[Data extracted from a collection]
+++
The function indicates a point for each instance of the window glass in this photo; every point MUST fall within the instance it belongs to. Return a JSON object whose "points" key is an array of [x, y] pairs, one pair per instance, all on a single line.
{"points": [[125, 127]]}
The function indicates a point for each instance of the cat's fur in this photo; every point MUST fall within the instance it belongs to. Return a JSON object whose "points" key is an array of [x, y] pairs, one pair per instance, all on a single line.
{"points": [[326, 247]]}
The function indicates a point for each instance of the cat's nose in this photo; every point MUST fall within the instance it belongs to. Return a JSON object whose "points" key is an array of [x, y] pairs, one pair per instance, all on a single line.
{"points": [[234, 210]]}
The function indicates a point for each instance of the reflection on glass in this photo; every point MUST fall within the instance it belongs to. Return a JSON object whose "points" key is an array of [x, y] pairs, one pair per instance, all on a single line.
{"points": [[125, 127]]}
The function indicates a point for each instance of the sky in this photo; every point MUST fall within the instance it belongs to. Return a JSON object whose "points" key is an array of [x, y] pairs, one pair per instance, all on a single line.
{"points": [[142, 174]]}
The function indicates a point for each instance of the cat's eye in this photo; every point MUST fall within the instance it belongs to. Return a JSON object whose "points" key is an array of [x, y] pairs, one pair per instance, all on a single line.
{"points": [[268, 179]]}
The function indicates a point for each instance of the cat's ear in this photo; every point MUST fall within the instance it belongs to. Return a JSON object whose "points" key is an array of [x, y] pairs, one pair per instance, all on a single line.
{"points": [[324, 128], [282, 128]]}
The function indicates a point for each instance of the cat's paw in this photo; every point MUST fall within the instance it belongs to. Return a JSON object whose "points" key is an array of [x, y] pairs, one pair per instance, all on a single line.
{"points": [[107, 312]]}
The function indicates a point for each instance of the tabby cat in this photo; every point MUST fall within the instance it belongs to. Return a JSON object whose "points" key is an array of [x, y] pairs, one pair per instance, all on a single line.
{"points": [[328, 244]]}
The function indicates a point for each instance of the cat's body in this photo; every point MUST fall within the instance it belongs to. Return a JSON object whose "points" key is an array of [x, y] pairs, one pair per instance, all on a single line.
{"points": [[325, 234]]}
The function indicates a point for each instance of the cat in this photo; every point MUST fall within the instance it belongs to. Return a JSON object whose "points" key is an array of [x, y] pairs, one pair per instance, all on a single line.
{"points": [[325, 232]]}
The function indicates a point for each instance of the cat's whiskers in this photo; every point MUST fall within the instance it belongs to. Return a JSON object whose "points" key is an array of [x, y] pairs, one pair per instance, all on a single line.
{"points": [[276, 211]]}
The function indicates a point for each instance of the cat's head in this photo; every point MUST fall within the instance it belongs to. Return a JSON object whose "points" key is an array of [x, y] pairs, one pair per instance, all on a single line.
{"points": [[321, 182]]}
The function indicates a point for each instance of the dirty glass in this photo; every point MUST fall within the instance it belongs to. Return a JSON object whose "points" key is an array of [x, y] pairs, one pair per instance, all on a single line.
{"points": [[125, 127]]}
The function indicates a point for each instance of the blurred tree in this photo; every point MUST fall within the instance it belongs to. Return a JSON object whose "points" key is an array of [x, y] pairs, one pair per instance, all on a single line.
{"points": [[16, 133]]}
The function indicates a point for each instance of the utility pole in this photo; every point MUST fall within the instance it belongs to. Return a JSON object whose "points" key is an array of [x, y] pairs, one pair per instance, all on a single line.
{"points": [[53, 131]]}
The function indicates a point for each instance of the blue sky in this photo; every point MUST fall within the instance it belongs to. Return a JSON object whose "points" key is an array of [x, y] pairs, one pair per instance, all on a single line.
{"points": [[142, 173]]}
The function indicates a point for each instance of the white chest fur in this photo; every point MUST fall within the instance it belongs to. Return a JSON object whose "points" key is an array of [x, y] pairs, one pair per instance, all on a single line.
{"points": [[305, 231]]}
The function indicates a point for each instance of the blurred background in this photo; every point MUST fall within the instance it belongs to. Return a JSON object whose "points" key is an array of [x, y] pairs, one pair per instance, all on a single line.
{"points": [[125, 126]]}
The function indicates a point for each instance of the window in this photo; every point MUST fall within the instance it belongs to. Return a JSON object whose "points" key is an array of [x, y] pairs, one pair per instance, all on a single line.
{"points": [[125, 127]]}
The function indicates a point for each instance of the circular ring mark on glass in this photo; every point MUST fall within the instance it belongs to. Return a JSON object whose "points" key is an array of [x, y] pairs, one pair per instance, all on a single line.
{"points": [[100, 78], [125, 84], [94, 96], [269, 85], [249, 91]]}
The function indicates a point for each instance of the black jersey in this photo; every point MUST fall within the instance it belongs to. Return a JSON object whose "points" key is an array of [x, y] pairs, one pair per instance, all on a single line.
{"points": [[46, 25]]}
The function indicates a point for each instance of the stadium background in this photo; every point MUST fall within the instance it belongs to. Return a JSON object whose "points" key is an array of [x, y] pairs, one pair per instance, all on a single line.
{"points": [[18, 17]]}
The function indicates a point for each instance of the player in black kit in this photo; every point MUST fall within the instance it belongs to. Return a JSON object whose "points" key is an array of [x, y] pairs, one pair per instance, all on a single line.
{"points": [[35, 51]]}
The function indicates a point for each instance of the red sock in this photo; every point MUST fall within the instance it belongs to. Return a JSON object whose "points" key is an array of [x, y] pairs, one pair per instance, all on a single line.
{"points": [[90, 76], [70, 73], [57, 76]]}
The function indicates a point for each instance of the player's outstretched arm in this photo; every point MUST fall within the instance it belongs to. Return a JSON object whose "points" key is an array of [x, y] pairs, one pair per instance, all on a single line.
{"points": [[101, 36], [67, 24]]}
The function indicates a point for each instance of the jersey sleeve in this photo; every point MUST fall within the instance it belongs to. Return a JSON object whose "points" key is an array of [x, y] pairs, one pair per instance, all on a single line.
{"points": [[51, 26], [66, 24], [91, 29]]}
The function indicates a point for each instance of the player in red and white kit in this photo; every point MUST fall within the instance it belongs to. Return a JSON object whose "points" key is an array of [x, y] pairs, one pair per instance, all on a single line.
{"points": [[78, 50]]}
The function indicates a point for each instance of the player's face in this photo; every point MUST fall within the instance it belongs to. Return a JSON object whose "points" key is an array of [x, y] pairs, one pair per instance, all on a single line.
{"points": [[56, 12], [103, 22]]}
+++
§ **WORK REQUIRED**
All of the records above should be transcribed exactly.

§ **OUTPUT**
The function indicates a point for each instance of the window glass in this photo; every point MUST fall within the instance it belongs to. Return a JSON object whose "points" key is an array of [x, y] pairs, one pair per instance, all on a single line.
{"points": [[125, 127]]}
The function indicates a point for each instance of the cat's fur in this photo; every point MUST fall within the instance it belongs to. Return a JSON object whose "points" key is an array of [x, y] pairs, one pair per instance, all on a single line.
{"points": [[326, 247]]}
The function indicates a point for each instance of the cat's nose in this photo; every point MUST fall within the instance it belongs to. Return a JSON object whose "points" key is an array of [x, y] pairs, one pair per instance, all on a single line.
{"points": [[234, 210]]}
The function indicates a point for each instance of the reflection on glass in this photo; every point MUST fall within the instance it belongs to. Return a JSON object whose "points" key is an array of [x, y] pairs, one pair per instance, all on a single line.
{"points": [[125, 127]]}
The function indicates a point for each instance of the sky in this photo; every point MUST fall within the instance it belongs to. Return a JSON object whose "points" key is an array of [x, y] pairs, one pair per instance, all on a single line.
{"points": [[142, 174]]}
The function indicates a point for each instance of the cat's eye in this photo; every point MUST fall within the instance it belongs to. Return a JSON object whose "points" key is an array of [x, y] pairs, one pair per instance, all on a single line.
{"points": [[268, 179]]}
The function indicates a point for each instance of the cat's ear in this photo; every point MUST fall within the instance it belongs to. Return a JSON object whose "points" key is an array of [x, y] pairs, one pair per instance, all on a single line.
{"points": [[324, 128], [282, 128]]}
The function indicates a point for each instance of the cat's paw in this photo; every point MUST fall within the instance it belongs to. Return a JSON object whose "points" key is an array of [x, y] pairs, one pair per instance, all on a single line.
{"points": [[107, 312]]}
The function indicates a point for each instance of the tabby cat in this photo; every point MUST fall within the instance it belongs to. Return a JSON object whose "points" key is an array of [x, y] pairs, one pair per instance, all on a single line.
{"points": [[328, 244]]}
The function indicates a point for each instance of the cat's body in this photo; every point MUST fall within the instance it belongs to. Return a JSON object whose "points" key is an array of [x, y] pairs, one pair per instance, all on a single line.
{"points": [[325, 234]]}
The function indicates a point for each instance of the cat in this photo; every point MUST fall within the instance it belongs to. Return a JSON object whose "points" key is an array of [x, y] pairs, one pair per instance, all on a single line.
{"points": [[325, 232]]}
The function indicates a point for each instance of the cat's whiskers in this photo; every point MUST fall within the instance it belongs to. Return a JSON object whose "points" key is an array of [x, y] pairs, one pair per instance, all on a single line.
{"points": [[276, 211]]}
The function indicates a point for each instance of the cat's head in this photo; every point MUST fall within the instance it belongs to. Return a JSON object whose "points" key is an array of [x, y] pairs, one pair per instance, all on a single line.
{"points": [[321, 182]]}
The function indicates a point for each instance of the dirty glass in this photo; every point MUST fall within the instance it belongs to. Return a JSON object whose "points" key is an array of [x, y] pairs, one pair per instance, all on a single line.
{"points": [[125, 127]]}
The function indicates a point for each instance of the blurred tree in this photo; every point MUST fall within the instance it belongs to. Return a JSON object whose "points" key is an array of [x, y] pairs, one pair per instance, all on a single line.
{"points": [[16, 133]]}
The function indicates a point for each instance of the utility pole in this photo; every point MUST fall within the instance it belongs to. Return a JSON object whose "points" key is an array of [x, y] pairs, one pair per instance, all on a single line.
{"points": [[53, 131]]}
The function indicates a point for each instance of the blue sky in this photo; every point MUST fall within the instance it belongs to. Return a JSON object whose "points" key is an array of [x, y] pairs, one pair per instance, all on a single line.
{"points": [[142, 173]]}
The function indicates a point for each instance of the white chest fur in this photo; every point MUST fall within the instance it belongs to. Return a JSON object whose "points" key is an array of [x, y] pairs, one pair per instance, all on a single line.
{"points": [[305, 231]]}
The function indicates a point for each instance of the blurred background in this photo; every point MUST fall within the instance it belongs to. Return a JSON object whose "points" key is an array of [x, y] pairs, one pair per instance, all on a single line.
{"points": [[125, 126]]}
The function indicates a point for each instance of the window in this photo; every point MUST fall within the instance it belongs to. Return a JSON object whose "points" key is an array of [x, y] pairs, one pair per instance, all on a single line.
{"points": [[125, 127]]}
The function indicates a point for each instance of the circular ring mark on glass in this photo; every point MUST fall within the instance it belongs to. Return a JSON object whose "points" key is an array of [x, y] pairs, one pair per instance, all on a single line.
{"points": [[100, 78], [125, 84], [94, 96], [269, 85], [249, 91]]}
The function indicates a point for each instance of the black jersey in this photo; every point MUST fall within the instance it belongs to. Return a JSON object whose "points" key is an array of [x, y] pairs, one pair per instance, all on a single line.
{"points": [[46, 25]]}
The function indicates a point for each instance of the stadium background in this photo; every point MUST fall within the instance it belongs to. Return a JSON object whose "points" key is an array of [x, y] pairs, one pair per instance, all on a single line.
{"points": [[18, 17]]}
The function indicates a point for each instance of the player in black kit in this photo; every point MUST fall within the instance it belongs to. Return a JSON object whose "points" key is an array of [x, y] pairs, one pair per instance, all on a single line.
{"points": [[35, 51]]}
The function indicates a point for each instance of the red sock in this photo; every point MUST fall within the instance it belongs to. Return a JSON object whose "points" key is an array of [x, y] pairs, one pair per instance, all on a single line.
{"points": [[90, 76], [70, 73], [57, 76]]}
The function indicates a point for each instance of the player's outstretched arm in this photo; every point MUST fall within the instance it belongs to. Return a JSON object whose "points" key is an array of [x, y] pairs, one pair per instance, all on a single line.
{"points": [[101, 36], [67, 24]]}
The function indicates a point for each instance of the jersey sleeve in this photo; every point MUST fall within the instance it belongs to. Return a JSON object whose "points" key is an array of [x, y] pairs, one pair per instance, all on a single line.
{"points": [[51, 26], [66, 24], [91, 29]]}
The function indicates a point for each instance of the player in red and white kit in this photo; every point MUST fall within the instance it belongs to. Return a JSON object whose "points" key is an array of [x, y] pairs, one pair per instance, all on a single line.
{"points": [[78, 50]]}
The function indicates a point for each instance of the player's face in this photo; every point MUST fall within the instance it belongs to. Return a JSON object whose "points" key is an array of [x, y] pairs, one pair per instance, all on a single line.
{"points": [[56, 12], [103, 22]]}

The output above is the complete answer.